Set task>
Please find every line in the records below that contains the string "lion", and copy each such line. Case counts.

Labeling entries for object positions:
====

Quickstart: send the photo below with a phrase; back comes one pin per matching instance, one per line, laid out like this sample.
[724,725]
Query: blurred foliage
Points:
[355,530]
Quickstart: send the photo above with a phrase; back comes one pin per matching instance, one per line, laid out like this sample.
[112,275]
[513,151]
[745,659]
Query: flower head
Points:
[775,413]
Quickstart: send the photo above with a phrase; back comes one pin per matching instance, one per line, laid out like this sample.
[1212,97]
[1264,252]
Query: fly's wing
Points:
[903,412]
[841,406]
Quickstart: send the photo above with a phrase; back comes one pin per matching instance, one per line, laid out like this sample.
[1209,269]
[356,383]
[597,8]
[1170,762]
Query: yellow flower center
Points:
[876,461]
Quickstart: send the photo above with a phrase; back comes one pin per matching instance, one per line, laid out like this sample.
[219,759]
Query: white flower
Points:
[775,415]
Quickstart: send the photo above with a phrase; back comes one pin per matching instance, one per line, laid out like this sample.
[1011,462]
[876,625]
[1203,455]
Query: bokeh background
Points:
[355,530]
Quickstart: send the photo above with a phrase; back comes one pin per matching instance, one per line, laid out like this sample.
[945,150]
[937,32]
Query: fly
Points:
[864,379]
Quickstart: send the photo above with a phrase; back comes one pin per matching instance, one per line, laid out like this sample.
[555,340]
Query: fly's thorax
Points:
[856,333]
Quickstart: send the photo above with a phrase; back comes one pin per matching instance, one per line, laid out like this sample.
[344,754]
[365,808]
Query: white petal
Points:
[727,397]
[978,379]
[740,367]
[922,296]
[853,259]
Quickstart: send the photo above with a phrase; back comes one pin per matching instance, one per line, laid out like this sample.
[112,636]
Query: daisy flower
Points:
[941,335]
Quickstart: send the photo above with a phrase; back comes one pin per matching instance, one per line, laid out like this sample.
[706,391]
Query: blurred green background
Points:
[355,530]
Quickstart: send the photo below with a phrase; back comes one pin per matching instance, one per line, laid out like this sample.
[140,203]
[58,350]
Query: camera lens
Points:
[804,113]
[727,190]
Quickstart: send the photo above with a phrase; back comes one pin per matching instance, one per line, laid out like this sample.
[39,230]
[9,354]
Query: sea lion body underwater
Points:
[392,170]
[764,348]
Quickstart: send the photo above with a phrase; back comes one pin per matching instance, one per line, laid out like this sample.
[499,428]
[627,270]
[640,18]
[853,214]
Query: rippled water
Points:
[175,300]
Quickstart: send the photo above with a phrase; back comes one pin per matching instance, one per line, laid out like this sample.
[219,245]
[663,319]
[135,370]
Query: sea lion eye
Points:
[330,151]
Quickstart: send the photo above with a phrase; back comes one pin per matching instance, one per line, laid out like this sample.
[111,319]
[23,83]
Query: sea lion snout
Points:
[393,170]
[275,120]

====

Exercise result>
Query: sea lion body underwater
Query: sea lion eye
Query: sea lion snout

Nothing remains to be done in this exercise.